» **Work required**: Leave the pictures behind and repeat all the entries exactly.

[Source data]
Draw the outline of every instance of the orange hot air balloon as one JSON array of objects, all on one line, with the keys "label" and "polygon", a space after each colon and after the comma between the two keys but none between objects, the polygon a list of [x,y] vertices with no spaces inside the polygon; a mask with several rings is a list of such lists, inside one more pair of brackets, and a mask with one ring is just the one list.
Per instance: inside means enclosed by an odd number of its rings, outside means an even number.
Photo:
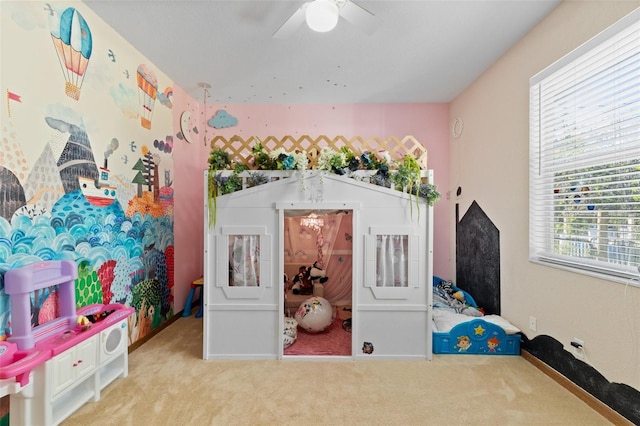
[{"label": "orange hot air balloon", "polygon": [[156,80],[156,76],[144,64],[138,67],[137,80],[138,100],[142,108],[140,122],[145,129],[151,129],[151,118],[153,117],[153,105],[156,103],[158,80]]},{"label": "orange hot air balloon", "polygon": [[60,15],[60,24],[52,28],[51,39],[65,78],[64,93],[77,101],[93,49],[89,25],[80,12],[68,7]]}]

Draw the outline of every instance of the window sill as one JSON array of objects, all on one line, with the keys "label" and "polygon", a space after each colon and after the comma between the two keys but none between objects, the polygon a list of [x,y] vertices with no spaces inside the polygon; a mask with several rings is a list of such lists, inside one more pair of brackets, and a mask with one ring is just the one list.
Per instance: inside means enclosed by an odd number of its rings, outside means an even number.
[{"label": "window sill", "polygon": [[578,268],[558,260],[549,260],[549,259],[541,259],[541,258],[529,258],[529,262],[537,265],[541,265],[541,266],[548,266],[550,268],[560,269],[567,272],[573,272],[575,274],[587,275],[589,277],[598,278],[601,280],[612,281],[615,283],[630,285],[632,287],[640,288],[640,273],[636,274],[635,276],[631,274],[629,274],[628,276],[613,275],[613,274],[607,274],[604,272],[597,272],[590,269]]}]

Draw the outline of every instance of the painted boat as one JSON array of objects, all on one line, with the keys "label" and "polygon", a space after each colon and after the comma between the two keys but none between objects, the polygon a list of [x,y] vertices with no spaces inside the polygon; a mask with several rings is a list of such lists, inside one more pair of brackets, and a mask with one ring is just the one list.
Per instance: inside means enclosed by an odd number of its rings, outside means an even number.
[{"label": "painted boat", "polygon": [[109,170],[100,167],[99,172],[100,179],[98,183],[91,179],[82,176],[78,176],[78,183],[82,190],[82,195],[87,201],[97,207],[106,207],[111,205],[117,194],[117,188],[109,185]]}]

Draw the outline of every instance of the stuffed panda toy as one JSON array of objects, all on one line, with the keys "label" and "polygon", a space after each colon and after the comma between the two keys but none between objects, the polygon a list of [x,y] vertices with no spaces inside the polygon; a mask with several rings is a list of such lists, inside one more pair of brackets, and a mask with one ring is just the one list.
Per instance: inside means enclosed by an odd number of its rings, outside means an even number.
[{"label": "stuffed panda toy", "polygon": [[309,267],[309,280],[311,283],[320,282],[320,284],[324,284],[329,281],[329,277],[327,277],[327,273],[318,266],[318,261],[313,262],[313,265]]},{"label": "stuffed panda toy", "polygon": [[293,279],[291,290],[293,294],[312,294],[313,285],[317,282],[324,284],[329,280],[326,272],[320,266],[318,261],[309,267],[301,266],[298,274]]}]

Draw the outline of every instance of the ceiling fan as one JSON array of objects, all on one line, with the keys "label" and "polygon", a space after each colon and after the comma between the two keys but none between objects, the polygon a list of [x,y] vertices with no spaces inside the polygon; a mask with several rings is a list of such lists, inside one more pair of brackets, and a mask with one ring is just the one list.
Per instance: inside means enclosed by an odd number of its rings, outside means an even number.
[{"label": "ceiling fan", "polygon": [[376,16],[351,0],[312,0],[303,3],[273,34],[274,38],[288,38],[306,22],[317,32],[331,31],[342,17],[371,34],[378,24]]}]

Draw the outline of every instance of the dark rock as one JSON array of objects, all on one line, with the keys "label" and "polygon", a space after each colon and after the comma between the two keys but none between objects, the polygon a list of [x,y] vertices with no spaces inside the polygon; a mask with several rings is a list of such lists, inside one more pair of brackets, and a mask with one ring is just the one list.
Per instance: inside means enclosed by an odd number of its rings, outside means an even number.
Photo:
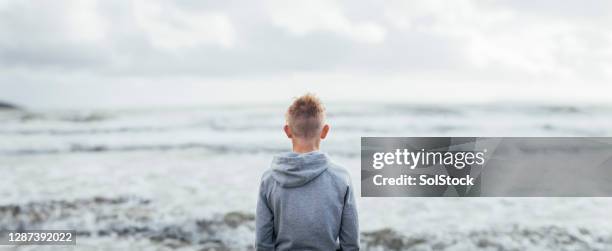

» **Exercise response**:
Draw the outline of every instance of the orange hot air balloon as one JSON array of objects, all on one line, with the keys "label" and "polygon", a space after each colon and after the comma between the two keys but none between objects, the polygon a list of [x,y] vertices with no spaces inside the polygon; a mask with several rings is a list of such lists, inside one more pair of brackets, and a mask with one ring is just the one list.
Per instance: inside means enclosed by an odd number of its rings, outside means an even number.
Photo:
[{"label": "orange hot air balloon", "polygon": [[156,80],[156,76],[144,64],[138,67],[137,80],[138,100],[142,108],[140,122],[145,129],[151,129],[151,118],[153,117],[153,105],[156,103],[158,80]]},{"label": "orange hot air balloon", "polygon": [[60,15],[60,24],[52,28],[51,39],[65,78],[64,93],[77,101],[93,49],[89,25],[80,12],[68,7]]}]

Draw the outline of every instance of the window sill as one JSON array of objects, all on one line, with the keys "label" and "polygon", a space after each colon and after the comma between the two keys but none between objects, the polygon a list of [x,y] vertices with no spaces inside the polygon; a mask with several rings is a list of such lists, inside one more pair of brackets, and a mask with one ring is just the one list.
Per instance: inside means enclosed by an odd number of its rings, outside means an even number.
[{"label": "window sill", "polygon": [[578,268],[558,260],[549,260],[549,259],[541,259],[541,258],[529,258],[529,262],[537,265],[541,265],[541,266],[548,266],[550,268],[560,269],[567,272],[573,272],[575,274],[587,275],[589,277],[598,278],[601,280],[612,281],[615,283],[630,285],[632,287],[640,288],[640,273],[636,274],[635,276],[631,274],[629,274],[628,276],[613,275],[613,274],[607,274],[604,272],[597,272],[590,269]]}]

Draw the outline of every instance of the painted boat as one JSON array of objects, all on one line, with the keys "label" and "polygon", a space after each colon and after the comma between the two keys but none between objects, the polygon a list of [x,y] vertices with no spaces inside the polygon; a mask with several rings is a list of such lists, inside one more pair of brackets, and a mask with one ring is just the one list.
Per instance: inside means enclosed by an odd number of its rings, outside means an even number.
[{"label": "painted boat", "polygon": [[109,170],[100,167],[99,172],[100,179],[98,183],[91,179],[82,176],[78,176],[78,183],[82,190],[82,195],[87,201],[97,207],[106,207],[111,205],[117,194],[117,188],[109,185]]}]

Draw the outline of every instance of the stuffed panda toy as one JSON array of objects, all on one line, with the keys "label" and "polygon", a space after each colon and after the comma between the two keys but none between objects, the polygon a list of [x,y] vertices with no spaces inside the polygon; a mask with several rings is a list of such lists, inside one more pair of brackets, and a mask with one ring is just the one list.
Per instance: inside means enclosed by an odd number of its rings, outside means an even number.
[{"label": "stuffed panda toy", "polygon": [[309,267],[309,280],[311,283],[320,282],[320,284],[324,284],[329,281],[329,277],[327,277],[327,273],[318,266],[318,261],[313,262],[313,265]]},{"label": "stuffed panda toy", "polygon": [[293,279],[291,290],[293,294],[312,294],[313,285],[317,282],[324,284],[329,280],[326,272],[320,266],[318,261],[309,267],[301,266],[298,274]]}]

Draw the outline of every instance of the ceiling fan as one JSON array of objects, all on one line, with the keys "label" and "polygon", a space after each colon and after the comma between the two keys but none between objects, the polygon a list of [x,y] vertices with no spaces inside the polygon; a mask with several rings is a list of such lists, inside one more pair of brackets, and a mask with one ring is just the one list.
Per instance: inside means enclosed by an odd number of its rings, outside means an even number.
[{"label": "ceiling fan", "polygon": [[376,16],[351,0],[312,0],[303,3],[273,34],[274,38],[288,38],[306,22],[317,32],[331,31],[342,17],[371,34],[378,24]]}]

Draw the outline of every instance of the dark rock as one JSON array of objects, all on one line, with the keys "label" and "polygon", a space after each colon and after the comma between the two keys but none between objects, the polygon a list of [x,y] vertices with no spaces inside the polygon; a mask with several rings is a list of such lists, inside one more pair of brackets, and a mask with one ring is just the one list.
Per instance: inside means enclosed by an odd number of its rings, outside means an even number.
Photo:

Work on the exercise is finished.